- [Stored entries]
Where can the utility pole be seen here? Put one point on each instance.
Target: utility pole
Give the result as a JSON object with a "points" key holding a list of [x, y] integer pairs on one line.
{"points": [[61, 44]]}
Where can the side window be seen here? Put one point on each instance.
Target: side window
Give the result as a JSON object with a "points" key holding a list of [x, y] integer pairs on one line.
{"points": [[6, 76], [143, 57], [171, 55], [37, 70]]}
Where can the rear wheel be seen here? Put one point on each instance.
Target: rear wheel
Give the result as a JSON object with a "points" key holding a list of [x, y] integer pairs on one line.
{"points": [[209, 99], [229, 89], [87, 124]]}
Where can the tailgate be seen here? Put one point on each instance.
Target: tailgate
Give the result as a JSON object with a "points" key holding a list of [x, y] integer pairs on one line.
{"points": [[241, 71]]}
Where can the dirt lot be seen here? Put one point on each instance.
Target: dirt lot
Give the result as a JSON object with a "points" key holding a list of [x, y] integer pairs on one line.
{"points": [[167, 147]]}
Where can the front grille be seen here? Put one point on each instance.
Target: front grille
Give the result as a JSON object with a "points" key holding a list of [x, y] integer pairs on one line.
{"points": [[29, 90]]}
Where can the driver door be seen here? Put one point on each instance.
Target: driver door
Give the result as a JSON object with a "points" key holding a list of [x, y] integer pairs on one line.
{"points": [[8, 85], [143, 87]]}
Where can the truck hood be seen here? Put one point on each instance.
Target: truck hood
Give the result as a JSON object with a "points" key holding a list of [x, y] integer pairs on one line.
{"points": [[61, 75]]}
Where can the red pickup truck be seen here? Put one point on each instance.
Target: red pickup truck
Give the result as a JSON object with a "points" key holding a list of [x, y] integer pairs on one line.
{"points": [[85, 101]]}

- [Work instructions] Turn every line of the rows above into a numbered list, leaving out any blank lines.

- [Answer for this exercise]
1. Where can the utility pole be seen here? Put one point on each instance.
2. Target: utility pole
3. Give the result as a JSON object with a "points" key holding a list of [x, y] integer pairs on one line.
4. {"points": [[61, 44]]}
5. Where can the side window be seen here? Put one point on each instance.
6. Target: side window
7. Give the result as a JSON object with a "points" key holding a list of [x, y] integer pairs on one line.
8. {"points": [[6, 76], [143, 57], [171, 55], [37, 70]]}
9. Where can the rear wheel be seen here? Put one point on each instance.
10. Target: rear wheel
11. Give the result as a JSON object with a "points" key holding a list of [x, y] integer pairs on one line.
12. {"points": [[209, 99], [229, 89], [87, 124]]}
13. Where can the tailgate be seen here? Put one point on each instance.
14. Target: tailgate
15. Give the result as a JSON object with a "points" key holding a list of [x, y] integer pairs on one line.
16. {"points": [[241, 71]]}
17. Where can the dirt lot be seen here? Put one point on each instance.
18. Target: dirt lot
19. Give the result as a JSON object with a "points" key holding a list of [x, y] integer pairs on one line.
20. {"points": [[167, 147]]}
21. Where can the front grille be seen here? Put one point on each instance.
22. Target: front grille
23. Give the result as a JSON object with a "points" key holding a list of [x, y] integer pairs on one line.
24. {"points": [[29, 90]]}
25. Where can the driver door be seen here? Put one point on each instance.
26. Target: driver door
27. Give the result as a JSON object with a "points" key holding a list of [x, y] integer pairs on one line.
28. {"points": [[8, 85], [143, 87]]}
29. Where can the truck hood be seen here? Put one point on each instance.
30. Target: truck hood
31. Give the result as a JSON object with a "points" key holding a list of [x, y] integer pairs on one line.
32. {"points": [[61, 75]]}
33. Where can the red pickup truck be seen here? Put one point on each instance.
34. Target: red pickup truck
35. Give the result as a JSON object with a "points" key holding a list of [x, y] integer pairs on one line.
36. {"points": [[85, 101]]}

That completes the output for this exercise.